▶ Challenge
Return every line of the material below as a JSON list of strings, one string per line, skipping blank lines.
** Begin **
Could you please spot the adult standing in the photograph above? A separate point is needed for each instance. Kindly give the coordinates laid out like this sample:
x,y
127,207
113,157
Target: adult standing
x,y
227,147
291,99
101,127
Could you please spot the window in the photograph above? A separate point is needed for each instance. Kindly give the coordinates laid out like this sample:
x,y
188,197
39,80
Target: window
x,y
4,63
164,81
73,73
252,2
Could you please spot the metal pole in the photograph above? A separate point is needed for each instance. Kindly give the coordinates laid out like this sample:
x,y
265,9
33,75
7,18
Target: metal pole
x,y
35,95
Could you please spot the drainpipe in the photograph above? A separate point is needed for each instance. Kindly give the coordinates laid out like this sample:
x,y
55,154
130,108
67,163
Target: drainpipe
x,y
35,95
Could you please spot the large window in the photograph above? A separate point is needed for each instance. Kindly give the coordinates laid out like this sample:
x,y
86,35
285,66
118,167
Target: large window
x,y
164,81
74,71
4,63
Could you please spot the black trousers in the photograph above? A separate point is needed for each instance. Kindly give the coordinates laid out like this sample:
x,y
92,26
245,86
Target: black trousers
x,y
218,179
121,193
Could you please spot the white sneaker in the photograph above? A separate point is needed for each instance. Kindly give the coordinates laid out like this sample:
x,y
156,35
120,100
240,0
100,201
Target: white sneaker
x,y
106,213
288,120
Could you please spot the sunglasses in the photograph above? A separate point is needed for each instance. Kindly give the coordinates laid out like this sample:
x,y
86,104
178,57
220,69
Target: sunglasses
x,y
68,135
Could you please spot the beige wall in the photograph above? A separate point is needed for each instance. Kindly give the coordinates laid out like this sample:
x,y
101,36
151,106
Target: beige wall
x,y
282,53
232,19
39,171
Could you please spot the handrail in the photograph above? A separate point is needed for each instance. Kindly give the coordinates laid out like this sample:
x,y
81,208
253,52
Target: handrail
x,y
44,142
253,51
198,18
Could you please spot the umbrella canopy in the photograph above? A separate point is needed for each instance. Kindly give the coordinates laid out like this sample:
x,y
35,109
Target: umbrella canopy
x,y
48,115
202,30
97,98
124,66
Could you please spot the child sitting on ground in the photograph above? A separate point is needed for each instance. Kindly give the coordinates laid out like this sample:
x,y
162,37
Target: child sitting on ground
** End **
▶ Task response
[
  "Could you please spot the adult standing in the photograph above? A separate point is needed for each instance. Kindly give the coordinates laid out like this sample:",
  "x,y",
  "127,207",
  "113,157",
  "Target: adult standing",
  "x,y",
  "227,147",
  "291,99",
  "101,127",
  "Could you please spot the window in the photograph above? A separate point is needed for each instance. Kindly give the coordinates laid out like this sample:",
  "x,y",
  "188,197",
  "39,80",
  "Target: window",
  "x,y",
  "4,63",
  "164,81",
  "73,73",
  "252,2",
  "Could you please spot the metal pole in the photograph above? A separate point is needed for each instance. Kindly give the coordinates laid out like this sample:",
  "x,y",
  "265,9",
  "33,75",
  "7,18",
  "Target: metal pole",
  "x,y",
  "35,95",
  "Could you please spot the drainpipe in the photograph above? A separate point is needed for each instance. Kindly give the coordinates laid out like this sample:",
  "x,y",
  "55,154",
  "130,108",
  "67,163",
  "Target: drainpipe",
  "x,y",
  "35,95",
  "Could you please spot the large window in the photograph above? A separate point is needed for each instance. Kindly give the coordinates laid out like this sample:",
  "x,y",
  "86,35",
  "285,66",
  "118,167",
  "Target: large window",
  "x,y",
  "164,81",
  "74,71",
  "4,63",
  "Could you please spot the black trousers in the photograph above? A separate point is needed for each instance. Kindly give the coordinates laid out like this sample:",
  "x,y",
  "92,26",
  "245,86",
  "Target: black trousers",
  "x,y",
  "218,179",
  "121,193",
  "Could you please spot the white sneaker in the photograph above? A separate point is needed for each instance. Kindly give the coordinates laid out like this sample:",
  "x,y",
  "156,35",
  "120,100",
  "240,0",
  "100,201",
  "Target: white sneaker",
  "x,y",
  "106,213",
  "288,120",
  "Could you please spot the sunglasses in the photograph above? A separate point is needed for each instance. Kindly give the coordinates laid out like this sample:",
  "x,y",
  "86,104",
  "178,57",
  "220,69",
  "Target: sunglasses",
  "x,y",
  "68,135",
  "Could you please spot the beige wall in the photograph above? A separate point is needed for each instance. Kindly give the coordinates laid out like this sample:",
  "x,y",
  "101,36",
  "151,106",
  "Target: beige wall",
  "x,y",
  "282,53",
  "232,19",
  "39,171",
  "Could you please spot the handrail in the photograph above? A separate point is needed for each instance. Kindly give the coordinates laid out like this sample:",
  "x,y",
  "81,208",
  "253,52",
  "Target: handrail",
  "x,y",
  "44,142",
  "253,51",
  "198,18",
  "Could you please spot the umbrella canopy in the photograph above? A separate point is needed for each instance. Kindly give the coordinates laid out like this sample:",
  "x,y",
  "35,109",
  "Target: umbrella canopy",
  "x,y",
  "48,115",
  "202,30",
  "97,98",
  "124,66",
  "Could you please spot the child sitting on ground in the photograph above? A separate point is needed for each instance. Kindly give the coordinates laid out like this sample:",
  "x,y",
  "162,37",
  "Target: child sitting on ground"
]